--- DATA FOR THE TASK ---
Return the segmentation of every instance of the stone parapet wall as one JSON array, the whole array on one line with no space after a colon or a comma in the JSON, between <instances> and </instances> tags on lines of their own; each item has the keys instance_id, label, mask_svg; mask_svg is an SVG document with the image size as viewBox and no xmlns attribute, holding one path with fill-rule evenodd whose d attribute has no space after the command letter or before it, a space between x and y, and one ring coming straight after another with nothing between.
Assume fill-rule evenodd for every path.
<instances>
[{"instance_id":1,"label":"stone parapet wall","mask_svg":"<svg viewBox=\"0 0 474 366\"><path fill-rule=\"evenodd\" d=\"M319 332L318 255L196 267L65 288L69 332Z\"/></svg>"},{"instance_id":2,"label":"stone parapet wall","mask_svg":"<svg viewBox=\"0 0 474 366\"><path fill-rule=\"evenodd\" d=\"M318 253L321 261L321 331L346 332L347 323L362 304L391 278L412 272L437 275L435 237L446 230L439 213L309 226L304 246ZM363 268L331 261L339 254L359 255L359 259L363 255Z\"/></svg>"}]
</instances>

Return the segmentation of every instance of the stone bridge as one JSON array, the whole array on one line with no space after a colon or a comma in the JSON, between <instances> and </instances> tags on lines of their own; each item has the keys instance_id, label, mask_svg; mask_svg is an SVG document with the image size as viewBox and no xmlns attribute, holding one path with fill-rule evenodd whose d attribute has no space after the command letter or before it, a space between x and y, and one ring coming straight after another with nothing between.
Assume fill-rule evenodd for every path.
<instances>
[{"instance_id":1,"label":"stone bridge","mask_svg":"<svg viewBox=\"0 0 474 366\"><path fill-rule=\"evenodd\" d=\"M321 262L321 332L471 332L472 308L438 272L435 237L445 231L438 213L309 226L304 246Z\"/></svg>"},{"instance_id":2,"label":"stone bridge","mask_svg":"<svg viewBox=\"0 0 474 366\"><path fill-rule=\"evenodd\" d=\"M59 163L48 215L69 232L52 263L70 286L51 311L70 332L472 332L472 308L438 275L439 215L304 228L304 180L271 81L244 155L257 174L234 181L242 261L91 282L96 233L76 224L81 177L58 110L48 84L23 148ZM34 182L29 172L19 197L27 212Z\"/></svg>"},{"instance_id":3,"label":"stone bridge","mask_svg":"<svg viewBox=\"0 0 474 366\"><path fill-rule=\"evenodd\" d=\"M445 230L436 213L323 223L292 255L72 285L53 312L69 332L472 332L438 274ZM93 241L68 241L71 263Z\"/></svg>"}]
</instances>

--- WORK TO COMPLETE ---
An exact repetition of all the records above is required.

--- TASK SOLUTION ---
Return the segmentation of every instance of the stone parapet wall as one JSON array, the whole array on one line with no space after a colon or a comma in the JSON, between <instances> and </instances> tags on lines of their own; each item has the keys instance_id, label, mask_svg; mask_svg is an SVG document with the image size as viewBox and no xmlns attribute, holding one path with fill-rule evenodd whose d attribute has no space after the command letter or before it, a space between x and y, and one ring coming straight after another with nothing between.
Assume fill-rule evenodd for every path.
<instances>
[{"instance_id":1,"label":"stone parapet wall","mask_svg":"<svg viewBox=\"0 0 474 366\"><path fill-rule=\"evenodd\" d=\"M319 332L318 255L196 267L65 288L69 332Z\"/></svg>"},{"instance_id":2,"label":"stone parapet wall","mask_svg":"<svg viewBox=\"0 0 474 366\"><path fill-rule=\"evenodd\" d=\"M318 253L321 261L321 331L346 332L347 323L362 304L391 278L412 272L437 275L435 237L446 230L439 213L309 226L304 246ZM363 268L331 261L339 254L359 255L359 259L363 255Z\"/></svg>"}]
</instances>

Return the segmentation of every instance of the stone bridge as one JSON array, the whole array on one line with no space after a colon or a comma in the JSON, between <instances> and </instances> tags on lines of their own; each item has the keys instance_id, label, mask_svg; mask_svg is an SVG document with the image size as viewBox and no xmlns attribute, holding one path with fill-rule evenodd whose d attribute has no space after the command letter or before it, a space between x and y, and one ring coming straight after another with nothing between.
Assume fill-rule evenodd for every path.
<instances>
[{"instance_id":1,"label":"stone bridge","mask_svg":"<svg viewBox=\"0 0 474 366\"><path fill-rule=\"evenodd\" d=\"M321 262L321 332L471 332L472 308L438 272L435 237L445 231L438 213L309 226L304 246Z\"/></svg>"},{"instance_id":2,"label":"stone bridge","mask_svg":"<svg viewBox=\"0 0 474 366\"><path fill-rule=\"evenodd\" d=\"M59 163L48 215L69 232L52 263L70 286L51 311L70 332L472 332L472 308L438 275L439 215L304 228L304 180L271 81L244 155L257 174L234 181L242 261L91 282L96 233L76 224L81 177L58 110L48 84L23 148ZM34 182L29 172L19 197L27 212Z\"/></svg>"},{"instance_id":3,"label":"stone bridge","mask_svg":"<svg viewBox=\"0 0 474 366\"><path fill-rule=\"evenodd\" d=\"M445 230L436 213L323 223L292 255L72 285L53 312L69 332L472 332L438 274ZM93 241L68 241L71 263Z\"/></svg>"}]
</instances>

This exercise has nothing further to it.